Stored records
+-------+

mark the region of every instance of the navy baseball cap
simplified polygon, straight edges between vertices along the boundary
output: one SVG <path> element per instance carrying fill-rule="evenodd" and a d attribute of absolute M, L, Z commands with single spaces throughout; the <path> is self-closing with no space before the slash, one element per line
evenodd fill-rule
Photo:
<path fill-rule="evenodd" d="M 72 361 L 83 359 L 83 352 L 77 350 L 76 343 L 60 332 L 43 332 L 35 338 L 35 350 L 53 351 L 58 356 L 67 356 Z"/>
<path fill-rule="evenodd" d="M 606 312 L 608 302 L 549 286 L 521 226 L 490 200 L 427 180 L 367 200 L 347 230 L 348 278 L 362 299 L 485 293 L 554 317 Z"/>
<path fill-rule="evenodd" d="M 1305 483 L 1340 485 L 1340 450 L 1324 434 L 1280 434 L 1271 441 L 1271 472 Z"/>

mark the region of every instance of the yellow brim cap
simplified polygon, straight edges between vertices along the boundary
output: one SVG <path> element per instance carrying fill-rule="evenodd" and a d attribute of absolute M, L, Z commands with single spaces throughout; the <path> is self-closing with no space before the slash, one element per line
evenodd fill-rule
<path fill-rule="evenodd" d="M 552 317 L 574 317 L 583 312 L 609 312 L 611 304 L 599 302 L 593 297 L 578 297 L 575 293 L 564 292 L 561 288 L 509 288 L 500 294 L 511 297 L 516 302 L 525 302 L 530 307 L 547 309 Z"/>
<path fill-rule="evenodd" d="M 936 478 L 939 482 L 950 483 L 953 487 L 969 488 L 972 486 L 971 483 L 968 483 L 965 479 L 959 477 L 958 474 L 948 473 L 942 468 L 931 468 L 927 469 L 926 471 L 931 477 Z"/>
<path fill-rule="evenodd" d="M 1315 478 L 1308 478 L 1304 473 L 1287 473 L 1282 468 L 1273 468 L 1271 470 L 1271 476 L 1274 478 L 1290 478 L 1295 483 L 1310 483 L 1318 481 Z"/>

+-------+

**THE TASK:**
For every line in the entries above that contains "instance", add one to a count, and give that number by itself.

**SOLVED EXERCISE:**
4